[Set exercise]
Copy out the data below verbatim.

[Task data]
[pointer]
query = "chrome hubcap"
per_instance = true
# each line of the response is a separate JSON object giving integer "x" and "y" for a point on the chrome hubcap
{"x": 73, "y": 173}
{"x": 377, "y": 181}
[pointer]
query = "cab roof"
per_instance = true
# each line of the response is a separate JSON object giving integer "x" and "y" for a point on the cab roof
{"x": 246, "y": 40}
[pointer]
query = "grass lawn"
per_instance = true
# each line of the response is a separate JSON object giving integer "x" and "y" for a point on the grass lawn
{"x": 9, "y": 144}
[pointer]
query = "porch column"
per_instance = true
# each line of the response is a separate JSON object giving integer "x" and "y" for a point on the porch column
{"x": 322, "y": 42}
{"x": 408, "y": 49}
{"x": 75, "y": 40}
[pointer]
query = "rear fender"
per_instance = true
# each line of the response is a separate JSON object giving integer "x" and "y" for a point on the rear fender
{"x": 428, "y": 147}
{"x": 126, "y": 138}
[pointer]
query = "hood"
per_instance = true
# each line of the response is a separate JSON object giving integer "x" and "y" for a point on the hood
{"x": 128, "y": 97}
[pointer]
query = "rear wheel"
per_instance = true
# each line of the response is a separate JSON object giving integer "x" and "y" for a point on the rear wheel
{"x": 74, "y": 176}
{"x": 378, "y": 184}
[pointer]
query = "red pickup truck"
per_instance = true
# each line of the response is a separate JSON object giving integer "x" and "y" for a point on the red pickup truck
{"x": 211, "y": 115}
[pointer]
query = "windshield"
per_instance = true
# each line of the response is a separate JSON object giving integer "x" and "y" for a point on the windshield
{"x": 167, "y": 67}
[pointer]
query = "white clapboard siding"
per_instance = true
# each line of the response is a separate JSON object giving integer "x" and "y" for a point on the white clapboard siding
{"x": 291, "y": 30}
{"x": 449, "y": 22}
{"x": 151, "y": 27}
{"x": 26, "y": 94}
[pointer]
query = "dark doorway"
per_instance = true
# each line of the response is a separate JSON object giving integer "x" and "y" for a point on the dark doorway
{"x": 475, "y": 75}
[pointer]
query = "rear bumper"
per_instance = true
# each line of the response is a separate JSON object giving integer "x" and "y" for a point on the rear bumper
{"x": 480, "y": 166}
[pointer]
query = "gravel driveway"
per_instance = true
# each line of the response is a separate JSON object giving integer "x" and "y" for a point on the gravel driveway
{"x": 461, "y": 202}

[Result for this task]
[pointer]
query = "chrome hubcap"
per_instance = true
# each line of the response is a separate JSON object giving integer "x" and "y" for a point on the chrome hubcap
{"x": 73, "y": 173}
{"x": 377, "y": 181}
[pointer]
query = "cab roof"
per_instance = true
# each line of the response is a separate JSON object giving integer "x" and "y" for a point on the cab roof
{"x": 246, "y": 40}
[pointer]
query = "grass lawn"
per_instance = true
# each line of the response is a separate JSON object giving integer "x" and "y" for a point on the grass lawn
{"x": 9, "y": 144}
[pointer]
query = "porch column"
per_instance = true
# each line of the response is a separate JSON object giving integer "x" and "y" for a point on the porch column
{"x": 322, "y": 42}
{"x": 408, "y": 49}
{"x": 75, "y": 40}
[pointer]
query = "rear fender"
per_instance = true
# each line of the response is a separate JSON object giving integer "x" and "y" for a point on the rear fender
{"x": 428, "y": 147}
{"x": 126, "y": 138}
[pointer]
query = "hood"
per_instance = true
# each line of the response is a separate JSON object giving integer "x" and "y" for a point on the hood
{"x": 128, "y": 97}
[pointer]
query = "rear wheel"
per_instance = true
# each line of the response is a separate JSON object giving integer "x" and "y" for a point on the rear wheel
{"x": 74, "y": 176}
{"x": 378, "y": 184}
[pointer]
query = "red pickup truck"
per_instance = true
# each line of the response is a separate JSON object giving integer "x" and "y" for a point on the red pickup truck
{"x": 211, "y": 115}
[pointer]
query = "windshield"
per_instance = true
# each line of the response is a separate JSON object giving integer "x" and "y" for a point on the windshield
{"x": 167, "y": 67}
[pointer]
query = "white clapboard siding"
per_instance = true
# each line of the response is a separate JSON object giving integer "x" and "y" for a point on the white clapboard siding
{"x": 291, "y": 30}
{"x": 449, "y": 22}
{"x": 151, "y": 27}
{"x": 26, "y": 94}
[pointer]
query = "dark doorway"
per_instance = true
# each line of the response is a separate JSON object giving integer "x" and "y" for a point on the dark doorway
{"x": 475, "y": 75}
[pointer]
query = "rear bumper"
per_instance = true
# each line of the response is a separate JSON object giving integer "x" and "y" for a point on the rear bumper
{"x": 480, "y": 166}
[pointer]
query = "gravel driveway"
per_instance = true
# each line of the response is a separate JSON object giving integer "x" and "y" for a point on the gravel driveway
{"x": 461, "y": 202}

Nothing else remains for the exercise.